Only lines containing the string "small" belong in the answer; find them in the records and copy them.

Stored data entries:
== Segment start ==

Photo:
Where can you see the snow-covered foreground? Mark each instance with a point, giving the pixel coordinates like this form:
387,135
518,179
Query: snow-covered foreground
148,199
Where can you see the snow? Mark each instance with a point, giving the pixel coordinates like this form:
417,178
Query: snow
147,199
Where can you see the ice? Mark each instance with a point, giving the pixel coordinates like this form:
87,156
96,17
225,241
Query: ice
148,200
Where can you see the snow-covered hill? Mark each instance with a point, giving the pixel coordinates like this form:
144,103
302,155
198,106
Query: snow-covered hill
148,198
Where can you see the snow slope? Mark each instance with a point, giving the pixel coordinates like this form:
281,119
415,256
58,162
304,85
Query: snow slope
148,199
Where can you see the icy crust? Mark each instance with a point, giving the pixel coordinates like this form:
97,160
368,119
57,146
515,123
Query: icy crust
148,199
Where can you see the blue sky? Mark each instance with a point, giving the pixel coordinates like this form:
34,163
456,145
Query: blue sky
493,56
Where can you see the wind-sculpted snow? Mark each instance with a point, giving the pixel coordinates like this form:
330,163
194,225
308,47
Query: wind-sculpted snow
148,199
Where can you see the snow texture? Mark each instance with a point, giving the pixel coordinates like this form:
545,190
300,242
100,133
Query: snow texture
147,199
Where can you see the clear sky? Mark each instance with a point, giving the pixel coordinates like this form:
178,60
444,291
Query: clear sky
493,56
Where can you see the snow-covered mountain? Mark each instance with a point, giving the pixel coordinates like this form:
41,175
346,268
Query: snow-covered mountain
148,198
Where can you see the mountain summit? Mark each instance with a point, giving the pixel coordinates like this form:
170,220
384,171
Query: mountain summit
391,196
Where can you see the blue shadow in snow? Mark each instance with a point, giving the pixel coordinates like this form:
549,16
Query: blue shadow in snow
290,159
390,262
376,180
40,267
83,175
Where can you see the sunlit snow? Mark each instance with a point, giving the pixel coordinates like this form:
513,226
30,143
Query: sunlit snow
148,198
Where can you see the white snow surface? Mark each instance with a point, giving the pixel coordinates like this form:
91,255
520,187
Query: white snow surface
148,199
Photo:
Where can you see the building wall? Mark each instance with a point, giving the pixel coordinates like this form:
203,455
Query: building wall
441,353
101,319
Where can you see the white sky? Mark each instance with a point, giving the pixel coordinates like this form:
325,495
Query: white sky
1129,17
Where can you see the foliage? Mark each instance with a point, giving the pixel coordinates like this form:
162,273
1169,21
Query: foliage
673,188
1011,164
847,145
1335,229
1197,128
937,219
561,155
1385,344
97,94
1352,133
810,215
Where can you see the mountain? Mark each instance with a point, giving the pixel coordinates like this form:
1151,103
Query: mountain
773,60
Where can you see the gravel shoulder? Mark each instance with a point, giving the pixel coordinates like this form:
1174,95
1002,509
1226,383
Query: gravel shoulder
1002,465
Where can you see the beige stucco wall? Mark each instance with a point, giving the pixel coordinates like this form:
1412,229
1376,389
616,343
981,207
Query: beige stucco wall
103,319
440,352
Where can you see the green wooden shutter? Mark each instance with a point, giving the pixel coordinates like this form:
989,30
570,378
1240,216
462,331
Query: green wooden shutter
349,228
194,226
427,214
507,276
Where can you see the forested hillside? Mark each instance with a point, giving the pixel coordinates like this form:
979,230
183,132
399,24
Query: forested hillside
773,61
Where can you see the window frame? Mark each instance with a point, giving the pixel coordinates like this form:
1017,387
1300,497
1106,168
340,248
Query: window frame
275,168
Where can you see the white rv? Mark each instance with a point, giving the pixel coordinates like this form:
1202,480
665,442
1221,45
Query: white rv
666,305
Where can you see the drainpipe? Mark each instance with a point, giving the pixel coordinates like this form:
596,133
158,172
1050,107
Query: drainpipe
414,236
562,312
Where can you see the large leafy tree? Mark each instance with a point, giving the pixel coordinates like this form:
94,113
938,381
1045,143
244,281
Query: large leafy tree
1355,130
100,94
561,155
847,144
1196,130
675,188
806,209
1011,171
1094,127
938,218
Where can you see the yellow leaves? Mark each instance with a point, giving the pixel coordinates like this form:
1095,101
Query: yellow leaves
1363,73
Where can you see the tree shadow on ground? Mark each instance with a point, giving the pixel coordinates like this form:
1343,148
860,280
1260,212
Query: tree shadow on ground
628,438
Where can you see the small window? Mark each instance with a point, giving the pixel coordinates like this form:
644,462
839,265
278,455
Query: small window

== Segment end ==

YOUR RESPONSE:
Where can you see the small window? Mark each instance with a point, giving the pixel coordinates like this form:
Query: small window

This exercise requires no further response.